» **Task statement**
Copy out word for word the part of the records below that starts with the line containing "[point] every instance of the child" and runs to the end of the records.

» **Listed entries**

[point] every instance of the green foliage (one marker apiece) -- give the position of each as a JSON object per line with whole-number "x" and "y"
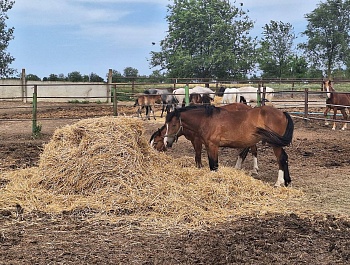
{"x": 6, "y": 36}
{"x": 31, "y": 77}
{"x": 328, "y": 35}
{"x": 117, "y": 77}
{"x": 130, "y": 72}
{"x": 206, "y": 39}
{"x": 276, "y": 54}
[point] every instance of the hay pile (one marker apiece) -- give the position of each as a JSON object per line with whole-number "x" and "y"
{"x": 106, "y": 166}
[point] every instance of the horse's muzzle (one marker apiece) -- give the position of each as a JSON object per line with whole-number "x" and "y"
{"x": 168, "y": 142}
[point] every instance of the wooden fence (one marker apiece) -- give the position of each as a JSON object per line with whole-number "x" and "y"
{"x": 297, "y": 100}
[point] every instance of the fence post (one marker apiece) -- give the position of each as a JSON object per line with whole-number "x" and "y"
{"x": 34, "y": 119}
{"x": 24, "y": 87}
{"x": 258, "y": 97}
{"x": 115, "y": 109}
{"x": 187, "y": 95}
{"x": 263, "y": 96}
{"x": 306, "y": 106}
{"x": 110, "y": 77}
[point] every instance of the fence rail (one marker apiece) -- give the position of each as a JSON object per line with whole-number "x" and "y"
{"x": 289, "y": 99}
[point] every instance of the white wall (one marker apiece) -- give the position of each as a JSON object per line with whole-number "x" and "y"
{"x": 10, "y": 89}
{"x": 50, "y": 91}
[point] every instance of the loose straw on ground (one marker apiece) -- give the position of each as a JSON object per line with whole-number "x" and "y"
{"x": 107, "y": 166}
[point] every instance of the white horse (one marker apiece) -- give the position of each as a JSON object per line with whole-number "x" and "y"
{"x": 249, "y": 93}
{"x": 231, "y": 95}
{"x": 203, "y": 90}
{"x": 180, "y": 93}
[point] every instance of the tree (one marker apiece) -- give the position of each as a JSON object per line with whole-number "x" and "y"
{"x": 117, "y": 76}
{"x": 95, "y": 78}
{"x": 328, "y": 35}
{"x": 6, "y": 36}
{"x": 206, "y": 39}
{"x": 31, "y": 77}
{"x": 130, "y": 73}
{"x": 75, "y": 77}
{"x": 276, "y": 49}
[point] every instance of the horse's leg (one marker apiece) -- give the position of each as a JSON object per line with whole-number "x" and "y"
{"x": 147, "y": 112}
{"x": 163, "y": 108}
{"x": 241, "y": 157}
{"x": 212, "y": 151}
{"x": 254, "y": 150}
{"x": 335, "y": 110}
{"x": 283, "y": 171}
{"x": 197, "y": 145}
{"x": 326, "y": 114}
{"x": 151, "y": 109}
{"x": 345, "y": 118}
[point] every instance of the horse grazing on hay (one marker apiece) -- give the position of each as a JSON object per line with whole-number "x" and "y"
{"x": 249, "y": 94}
{"x": 336, "y": 101}
{"x": 196, "y": 98}
{"x": 218, "y": 127}
{"x": 147, "y": 101}
{"x": 157, "y": 141}
{"x": 180, "y": 94}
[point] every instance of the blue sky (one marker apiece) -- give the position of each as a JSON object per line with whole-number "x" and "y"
{"x": 59, "y": 37}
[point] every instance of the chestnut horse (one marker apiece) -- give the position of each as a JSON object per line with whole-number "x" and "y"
{"x": 147, "y": 101}
{"x": 217, "y": 127}
{"x": 196, "y": 98}
{"x": 336, "y": 101}
{"x": 157, "y": 141}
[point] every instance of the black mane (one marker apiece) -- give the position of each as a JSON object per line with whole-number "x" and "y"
{"x": 209, "y": 110}
{"x": 157, "y": 132}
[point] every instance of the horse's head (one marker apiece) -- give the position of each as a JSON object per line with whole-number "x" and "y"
{"x": 174, "y": 128}
{"x": 157, "y": 139}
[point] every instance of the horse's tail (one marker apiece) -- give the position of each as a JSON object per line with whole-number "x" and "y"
{"x": 276, "y": 140}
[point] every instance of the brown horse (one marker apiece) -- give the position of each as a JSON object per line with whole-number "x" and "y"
{"x": 157, "y": 141}
{"x": 147, "y": 101}
{"x": 336, "y": 101}
{"x": 196, "y": 98}
{"x": 217, "y": 127}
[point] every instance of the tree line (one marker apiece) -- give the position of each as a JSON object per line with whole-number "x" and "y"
{"x": 211, "y": 39}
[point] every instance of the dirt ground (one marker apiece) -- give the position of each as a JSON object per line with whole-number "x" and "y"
{"x": 319, "y": 161}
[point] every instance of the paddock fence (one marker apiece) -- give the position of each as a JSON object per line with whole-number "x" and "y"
{"x": 302, "y": 98}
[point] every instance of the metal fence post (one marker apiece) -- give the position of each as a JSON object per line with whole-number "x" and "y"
{"x": 34, "y": 113}
{"x": 306, "y": 106}
{"x": 115, "y": 109}
{"x": 187, "y": 95}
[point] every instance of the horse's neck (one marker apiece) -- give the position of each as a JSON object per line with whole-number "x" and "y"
{"x": 190, "y": 126}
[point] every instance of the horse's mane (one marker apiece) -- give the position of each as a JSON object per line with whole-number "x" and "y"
{"x": 209, "y": 110}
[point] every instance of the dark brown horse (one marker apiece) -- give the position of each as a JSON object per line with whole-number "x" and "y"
{"x": 217, "y": 127}
{"x": 336, "y": 101}
{"x": 147, "y": 101}
{"x": 157, "y": 141}
{"x": 196, "y": 98}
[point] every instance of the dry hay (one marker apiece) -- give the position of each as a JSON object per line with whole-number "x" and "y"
{"x": 106, "y": 166}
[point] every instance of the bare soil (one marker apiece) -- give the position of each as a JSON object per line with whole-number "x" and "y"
{"x": 319, "y": 161}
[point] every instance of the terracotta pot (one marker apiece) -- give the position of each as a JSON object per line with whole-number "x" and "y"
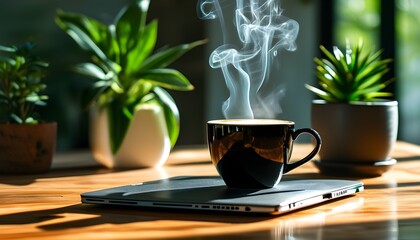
{"x": 27, "y": 148}
{"x": 146, "y": 144}
{"x": 357, "y": 138}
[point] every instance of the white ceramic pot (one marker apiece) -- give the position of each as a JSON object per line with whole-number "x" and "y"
{"x": 146, "y": 143}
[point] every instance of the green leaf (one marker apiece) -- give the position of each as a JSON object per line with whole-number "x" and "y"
{"x": 89, "y": 34}
{"x": 167, "y": 78}
{"x": 119, "y": 122}
{"x": 145, "y": 43}
{"x": 92, "y": 70}
{"x": 129, "y": 24}
{"x": 165, "y": 57}
{"x": 92, "y": 93}
{"x": 171, "y": 113}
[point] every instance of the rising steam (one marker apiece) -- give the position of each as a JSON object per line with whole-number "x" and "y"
{"x": 262, "y": 31}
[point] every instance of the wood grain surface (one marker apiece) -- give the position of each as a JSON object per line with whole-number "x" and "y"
{"x": 47, "y": 206}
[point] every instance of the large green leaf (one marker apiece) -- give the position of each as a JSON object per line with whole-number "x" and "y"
{"x": 145, "y": 43}
{"x": 118, "y": 121}
{"x": 167, "y": 78}
{"x": 129, "y": 23}
{"x": 163, "y": 58}
{"x": 89, "y": 34}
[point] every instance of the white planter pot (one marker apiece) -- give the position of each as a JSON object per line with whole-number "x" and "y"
{"x": 146, "y": 143}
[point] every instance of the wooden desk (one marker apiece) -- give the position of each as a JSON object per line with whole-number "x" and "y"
{"x": 48, "y": 206}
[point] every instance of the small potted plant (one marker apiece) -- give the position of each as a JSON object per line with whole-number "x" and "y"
{"x": 27, "y": 144}
{"x": 356, "y": 120}
{"x": 135, "y": 121}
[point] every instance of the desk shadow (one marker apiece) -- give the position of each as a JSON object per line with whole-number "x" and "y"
{"x": 392, "y": 229}
{"x": 118, "y": 215}
{"x": 26, "y": 179}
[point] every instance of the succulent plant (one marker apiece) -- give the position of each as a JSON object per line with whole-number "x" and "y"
{"x": 355, "y": 75}
{"x": 21, "y": 74}
{"x": 127, "y": 70}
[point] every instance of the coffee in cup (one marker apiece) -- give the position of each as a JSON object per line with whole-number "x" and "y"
{"x": 255, "y": 153}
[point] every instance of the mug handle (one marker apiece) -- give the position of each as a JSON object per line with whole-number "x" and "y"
{"x": 295, "y": 134}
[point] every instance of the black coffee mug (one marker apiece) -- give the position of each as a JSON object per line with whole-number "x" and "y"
{"x": 255, "y": 153}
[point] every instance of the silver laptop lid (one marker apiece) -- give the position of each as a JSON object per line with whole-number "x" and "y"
{"x": 210, "y": 193}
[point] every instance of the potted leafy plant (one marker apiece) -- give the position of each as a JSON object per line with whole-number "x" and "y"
{"x": 136, "y": 121}
{"x": 357, "y": 122}
{"x": 27, "y": 144}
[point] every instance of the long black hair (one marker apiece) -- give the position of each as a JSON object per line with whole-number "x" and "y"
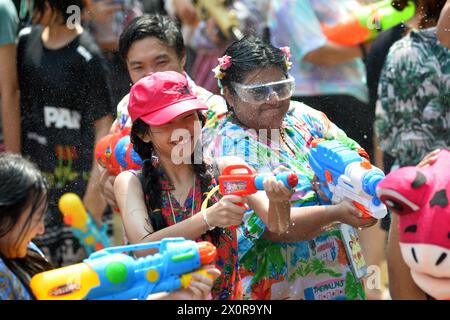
{"x": 150, "y": 177}
{"x": 249, "y": 54}
{"x": 22, "y": 186}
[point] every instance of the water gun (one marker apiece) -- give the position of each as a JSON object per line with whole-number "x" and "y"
{"x": 226, "y": 19}
{"x": 242, "y": 184}
{"x": 345, "y": 175}
{"x": 127, "y": 158}
{"x": 110, "y": 274}
{"x": 115, "y": 153}
{"x": 83, "y": 226}
{"x": 367, "y": 22}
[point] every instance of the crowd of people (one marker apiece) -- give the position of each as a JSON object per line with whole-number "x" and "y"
{"x": 251, "y": 83}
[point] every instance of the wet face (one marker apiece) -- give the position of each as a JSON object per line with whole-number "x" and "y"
{"x": 30, "y": 224}
{"x": 151, "y": 55}
{"x": 177, "y": 139}
{"x": 266, "y": 115}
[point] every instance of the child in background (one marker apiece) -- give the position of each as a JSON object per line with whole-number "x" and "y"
{"x": 23, "y": 203}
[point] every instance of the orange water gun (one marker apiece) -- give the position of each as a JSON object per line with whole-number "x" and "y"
{"x": 91, "y": 237}
{"x": 242, "y": 184}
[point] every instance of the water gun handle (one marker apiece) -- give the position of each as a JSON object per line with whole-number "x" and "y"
{"x": 83, "y": 225}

» **Task response**
[point] every instance of the child in background (one marker apiece) -- give the position of each as a JSON object per line with whole-number "x" and "y"
{"x": 23, "y": 203}
[point] every instance of the orange water gun (one marker apiece) -- give the position of each as a JSON object per line with whole-number "x" and "y"
{"x": 91, "y": 237}
{"x": 242, "y": 184}
[point] every instance of the water gun handle (one marker apiece) -- give the position of each as a JSON object per line with whole-number "x" and "y"
{"x": 83, "y": 225}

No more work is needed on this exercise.